WORK INSTRUCTION: Only the line with "Where can the dark" and the lines after it, to the end of the data, should appear in the answer, each reproduced exactly.
___ PROVIDED DATA ___
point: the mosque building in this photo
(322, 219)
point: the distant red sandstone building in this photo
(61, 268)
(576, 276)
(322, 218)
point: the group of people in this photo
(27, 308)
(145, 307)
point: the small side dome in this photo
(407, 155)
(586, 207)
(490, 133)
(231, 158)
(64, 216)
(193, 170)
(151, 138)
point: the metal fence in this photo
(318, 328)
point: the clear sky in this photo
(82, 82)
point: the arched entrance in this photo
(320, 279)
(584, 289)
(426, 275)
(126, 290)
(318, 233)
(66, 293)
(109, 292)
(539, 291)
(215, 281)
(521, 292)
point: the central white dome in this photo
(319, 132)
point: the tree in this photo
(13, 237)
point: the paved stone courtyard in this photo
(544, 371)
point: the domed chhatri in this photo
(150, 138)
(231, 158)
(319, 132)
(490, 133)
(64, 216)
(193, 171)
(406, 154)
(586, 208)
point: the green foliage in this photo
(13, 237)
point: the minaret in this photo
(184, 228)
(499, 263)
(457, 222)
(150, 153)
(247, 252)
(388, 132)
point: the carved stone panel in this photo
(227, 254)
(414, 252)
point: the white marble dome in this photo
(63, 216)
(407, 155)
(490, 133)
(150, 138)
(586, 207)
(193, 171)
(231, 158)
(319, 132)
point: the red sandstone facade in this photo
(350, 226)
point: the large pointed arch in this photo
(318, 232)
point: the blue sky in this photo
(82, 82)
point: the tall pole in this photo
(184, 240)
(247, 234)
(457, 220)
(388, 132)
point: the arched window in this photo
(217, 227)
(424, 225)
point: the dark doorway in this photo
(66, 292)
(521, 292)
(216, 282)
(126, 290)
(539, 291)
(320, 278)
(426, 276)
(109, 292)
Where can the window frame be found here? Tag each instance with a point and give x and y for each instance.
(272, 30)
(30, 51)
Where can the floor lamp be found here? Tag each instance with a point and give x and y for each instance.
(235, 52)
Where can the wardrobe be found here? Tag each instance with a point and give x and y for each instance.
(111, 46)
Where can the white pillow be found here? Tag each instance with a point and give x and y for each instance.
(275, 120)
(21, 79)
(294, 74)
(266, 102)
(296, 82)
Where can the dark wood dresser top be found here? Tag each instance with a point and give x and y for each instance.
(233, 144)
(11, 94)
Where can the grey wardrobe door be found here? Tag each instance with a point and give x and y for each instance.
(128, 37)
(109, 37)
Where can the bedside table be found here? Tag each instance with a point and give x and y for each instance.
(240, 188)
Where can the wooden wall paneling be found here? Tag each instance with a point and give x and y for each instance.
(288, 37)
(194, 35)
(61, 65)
___
OUTPUT FOR THIS EXERCISE:
Where can the dark wood dresser top be found here? Tag each instance with a point and give x and y for each instance.
(233, 144)
(11, 94)
Where can the grey wardrobe door be found here? Tag each instance with a point and give x and y for each instance.
(128, 37)
(109, 37)
Where can the bedside table be found here? Tag each instance with a point and give x and y for each instance.
(240, 188)
Where can the wooden wall paneling be found here? Tag each instance with a point and give x and y for each instance.
(288, 37)
(194, 35)
(61, 65)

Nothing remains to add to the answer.